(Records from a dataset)
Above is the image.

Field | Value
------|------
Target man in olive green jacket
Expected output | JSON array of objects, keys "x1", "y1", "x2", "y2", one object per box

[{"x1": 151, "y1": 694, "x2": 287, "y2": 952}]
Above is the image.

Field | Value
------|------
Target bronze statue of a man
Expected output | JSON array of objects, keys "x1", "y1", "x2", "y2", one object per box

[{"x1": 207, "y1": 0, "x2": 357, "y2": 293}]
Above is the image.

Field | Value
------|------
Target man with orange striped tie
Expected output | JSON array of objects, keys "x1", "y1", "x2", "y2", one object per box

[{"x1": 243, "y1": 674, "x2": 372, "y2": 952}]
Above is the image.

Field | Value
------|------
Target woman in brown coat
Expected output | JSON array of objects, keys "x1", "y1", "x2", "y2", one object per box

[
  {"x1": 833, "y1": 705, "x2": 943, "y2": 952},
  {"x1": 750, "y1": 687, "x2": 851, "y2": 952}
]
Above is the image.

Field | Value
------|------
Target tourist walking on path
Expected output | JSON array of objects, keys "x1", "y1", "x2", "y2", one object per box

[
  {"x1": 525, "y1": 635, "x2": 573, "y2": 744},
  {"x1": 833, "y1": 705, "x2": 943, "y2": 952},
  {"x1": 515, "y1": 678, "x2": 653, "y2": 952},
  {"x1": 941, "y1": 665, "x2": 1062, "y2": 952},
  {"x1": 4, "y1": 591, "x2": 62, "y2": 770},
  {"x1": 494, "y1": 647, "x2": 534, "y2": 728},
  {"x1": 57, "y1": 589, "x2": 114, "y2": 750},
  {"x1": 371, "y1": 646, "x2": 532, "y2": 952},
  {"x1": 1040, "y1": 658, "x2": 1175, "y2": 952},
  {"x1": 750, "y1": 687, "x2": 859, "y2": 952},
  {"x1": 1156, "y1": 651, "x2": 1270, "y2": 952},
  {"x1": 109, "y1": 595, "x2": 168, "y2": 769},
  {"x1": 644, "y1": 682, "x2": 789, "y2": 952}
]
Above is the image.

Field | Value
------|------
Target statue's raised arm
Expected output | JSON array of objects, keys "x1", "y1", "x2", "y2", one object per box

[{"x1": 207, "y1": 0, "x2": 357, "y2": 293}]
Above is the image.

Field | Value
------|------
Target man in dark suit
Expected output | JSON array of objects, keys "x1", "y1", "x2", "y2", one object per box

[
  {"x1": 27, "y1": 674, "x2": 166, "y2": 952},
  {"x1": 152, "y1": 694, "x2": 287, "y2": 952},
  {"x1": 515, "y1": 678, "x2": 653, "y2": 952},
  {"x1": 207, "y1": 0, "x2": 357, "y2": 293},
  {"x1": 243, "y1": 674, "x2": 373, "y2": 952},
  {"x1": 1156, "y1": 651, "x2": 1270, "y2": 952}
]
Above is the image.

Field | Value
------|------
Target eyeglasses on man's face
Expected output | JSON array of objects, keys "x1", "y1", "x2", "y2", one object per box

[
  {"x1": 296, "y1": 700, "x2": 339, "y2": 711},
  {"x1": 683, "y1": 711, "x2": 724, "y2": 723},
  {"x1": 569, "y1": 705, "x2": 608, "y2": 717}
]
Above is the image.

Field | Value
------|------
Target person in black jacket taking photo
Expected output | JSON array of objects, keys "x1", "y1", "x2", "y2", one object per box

TASK DIRECTIONS
Which lines of the data above contain the word "Target"? Extract each of them in full.

TASK RESPONSE
Target man in olive green jacket
Target bronze statue of a man
Target man with orange striped tie
Target woman in brown coat
Target tourist walking on path
Target statue's raised arm
Target man in dark suit
Target eyeglasses on man's face
Target person in black jacket taking photo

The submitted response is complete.